[Provided information Boundary: Start]

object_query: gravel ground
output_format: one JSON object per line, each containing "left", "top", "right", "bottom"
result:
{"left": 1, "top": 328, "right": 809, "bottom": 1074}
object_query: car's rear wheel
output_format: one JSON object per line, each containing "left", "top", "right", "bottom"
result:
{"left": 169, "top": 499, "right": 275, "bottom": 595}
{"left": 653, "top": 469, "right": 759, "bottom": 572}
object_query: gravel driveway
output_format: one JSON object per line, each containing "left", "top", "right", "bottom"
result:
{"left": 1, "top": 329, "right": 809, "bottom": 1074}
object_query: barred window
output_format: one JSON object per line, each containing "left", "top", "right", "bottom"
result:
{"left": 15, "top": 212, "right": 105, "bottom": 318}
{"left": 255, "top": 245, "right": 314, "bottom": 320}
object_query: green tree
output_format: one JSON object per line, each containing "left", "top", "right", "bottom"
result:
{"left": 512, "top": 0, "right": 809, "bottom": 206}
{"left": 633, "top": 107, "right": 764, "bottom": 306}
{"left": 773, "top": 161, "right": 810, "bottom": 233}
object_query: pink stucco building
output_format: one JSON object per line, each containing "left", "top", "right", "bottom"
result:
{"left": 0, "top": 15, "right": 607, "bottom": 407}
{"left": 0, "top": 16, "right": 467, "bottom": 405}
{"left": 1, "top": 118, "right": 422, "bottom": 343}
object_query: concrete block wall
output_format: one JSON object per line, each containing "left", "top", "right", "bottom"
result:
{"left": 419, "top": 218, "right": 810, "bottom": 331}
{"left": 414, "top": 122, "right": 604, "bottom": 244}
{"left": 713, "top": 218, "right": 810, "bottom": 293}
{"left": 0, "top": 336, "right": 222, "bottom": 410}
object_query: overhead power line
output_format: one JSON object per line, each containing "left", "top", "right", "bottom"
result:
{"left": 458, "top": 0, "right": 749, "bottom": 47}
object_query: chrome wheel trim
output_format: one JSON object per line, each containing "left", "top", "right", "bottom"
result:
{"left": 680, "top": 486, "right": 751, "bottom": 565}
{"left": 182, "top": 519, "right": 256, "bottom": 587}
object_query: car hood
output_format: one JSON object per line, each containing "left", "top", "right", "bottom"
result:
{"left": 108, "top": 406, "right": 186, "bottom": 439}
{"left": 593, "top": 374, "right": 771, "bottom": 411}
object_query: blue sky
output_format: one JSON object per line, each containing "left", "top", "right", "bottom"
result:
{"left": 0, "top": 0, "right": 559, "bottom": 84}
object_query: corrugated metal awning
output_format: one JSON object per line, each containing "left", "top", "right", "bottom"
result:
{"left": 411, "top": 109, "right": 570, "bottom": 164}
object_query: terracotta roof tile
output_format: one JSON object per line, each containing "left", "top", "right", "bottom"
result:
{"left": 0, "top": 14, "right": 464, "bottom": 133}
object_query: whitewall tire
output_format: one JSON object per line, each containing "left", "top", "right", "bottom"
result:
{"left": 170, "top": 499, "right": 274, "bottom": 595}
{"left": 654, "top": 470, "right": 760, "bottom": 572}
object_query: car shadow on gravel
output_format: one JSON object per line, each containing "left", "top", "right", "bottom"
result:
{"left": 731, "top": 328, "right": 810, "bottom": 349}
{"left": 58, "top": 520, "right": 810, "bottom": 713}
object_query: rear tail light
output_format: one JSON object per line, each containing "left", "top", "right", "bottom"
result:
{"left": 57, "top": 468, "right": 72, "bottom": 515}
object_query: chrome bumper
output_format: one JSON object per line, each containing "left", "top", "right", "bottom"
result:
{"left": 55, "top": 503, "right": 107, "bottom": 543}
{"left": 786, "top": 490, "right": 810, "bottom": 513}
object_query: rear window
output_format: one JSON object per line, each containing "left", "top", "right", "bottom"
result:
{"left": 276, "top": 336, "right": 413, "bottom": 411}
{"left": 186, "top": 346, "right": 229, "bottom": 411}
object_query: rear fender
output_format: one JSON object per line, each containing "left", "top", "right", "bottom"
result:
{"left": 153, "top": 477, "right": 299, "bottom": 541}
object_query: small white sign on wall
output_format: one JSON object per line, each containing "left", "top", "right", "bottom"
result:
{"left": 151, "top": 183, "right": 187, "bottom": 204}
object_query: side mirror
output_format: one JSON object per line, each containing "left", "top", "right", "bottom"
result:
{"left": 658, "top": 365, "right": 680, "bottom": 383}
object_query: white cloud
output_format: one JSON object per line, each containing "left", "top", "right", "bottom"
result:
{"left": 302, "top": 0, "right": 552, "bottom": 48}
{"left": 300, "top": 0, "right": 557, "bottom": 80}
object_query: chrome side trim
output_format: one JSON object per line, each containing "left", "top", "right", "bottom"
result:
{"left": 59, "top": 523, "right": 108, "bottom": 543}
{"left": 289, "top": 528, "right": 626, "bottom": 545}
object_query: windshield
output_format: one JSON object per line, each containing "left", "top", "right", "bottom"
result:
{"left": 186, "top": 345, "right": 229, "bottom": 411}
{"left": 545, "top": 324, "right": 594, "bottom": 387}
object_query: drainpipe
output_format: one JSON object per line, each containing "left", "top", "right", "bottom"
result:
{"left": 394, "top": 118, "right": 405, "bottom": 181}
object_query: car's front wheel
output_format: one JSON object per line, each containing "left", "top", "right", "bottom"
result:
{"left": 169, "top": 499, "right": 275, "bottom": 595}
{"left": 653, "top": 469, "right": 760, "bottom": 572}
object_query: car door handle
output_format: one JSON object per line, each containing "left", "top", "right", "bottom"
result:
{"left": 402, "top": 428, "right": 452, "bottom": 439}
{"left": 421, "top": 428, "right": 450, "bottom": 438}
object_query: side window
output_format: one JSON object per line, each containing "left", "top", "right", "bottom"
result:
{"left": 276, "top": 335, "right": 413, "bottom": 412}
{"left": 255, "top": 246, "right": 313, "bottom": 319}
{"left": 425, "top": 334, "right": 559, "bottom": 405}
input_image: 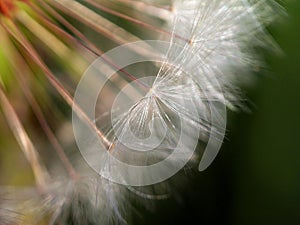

[Provided information Boundary: End]

# What the task requires
All that is needed is the opening run of the data, given again exactly: please include every line from the first through the line with "object_query: car's rear wheel", both ends kept.

# Solved exercise
object_query: gravel ground
output_format: one JSON object per line, each containing "left", "top", "right", "bottom"
result:
{"left": 1, "top": 328, "right": 809, "bottom": 1074}
object_query: car's rear wheel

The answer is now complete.